Document segment:
Figure 2-1 Hello Triangle Example

The standard GL3 (GLES3/gl3.h) and EGL (EGL/egl.h) header files provided by Khronos are used as an interface to OpenGL ES 3.0 and EGL. The OpenGL ES 3.0 examples are organized in the following directories:

• Common/—Contains the OpenGL ES 3.0 Framework project, code, and the emulator.

• chapter_x/—Contains the example programs for each chapter.

Using the OpenGL ES 3.0 Framework

Each application that uses our code framework declares a main entry point named esMain. In the main function in Hello Triangle, you will see calls to several ES utility functions. The esMain function takes an ESContext as an argument.

int esMain( ESContext *esContext )

The ESContext has a member variable named userData that is a void*. Each of the sample programs will store any of the data that are needed for the application in userData. The other elements in the ESContext structure are described in the header file and are intended only to be read by the user application. Other data in the ESContext structure include information such as the window width and height, EGL context, and callback function pointers.

Supplied material:
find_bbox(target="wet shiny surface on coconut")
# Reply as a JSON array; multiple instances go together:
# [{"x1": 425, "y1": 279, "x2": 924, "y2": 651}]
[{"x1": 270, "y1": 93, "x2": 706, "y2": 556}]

Instruction A: According to the OpenGL ES passage, what is the name of the main entry point that each application using the code framework declares?
Instruction B: Rewrite the OpenGL ES passage between "Figure 2-1 Hello" and "for each chapter.", inclusive, with "emulator" changed to "simulator".
The listing has no connection to the OpenGL ES passage.

Correct answer A: esMain

Correct answer B:
Figure 2-1 Hello Triangle Example

The standard GL3 (GLES3/gl3.h) and EGL (EGL/egl.h) header files provided by Khronos are used as an interface to OpenGL ES 3.0 and EGL. The OpenGL ES 3.0 examples are organized in the following directories:

• Common/—Contains the OpenGL ES 3.0 Framework project, code, and the simulator.

• chapter_x/—Contains the example programs for each chapter.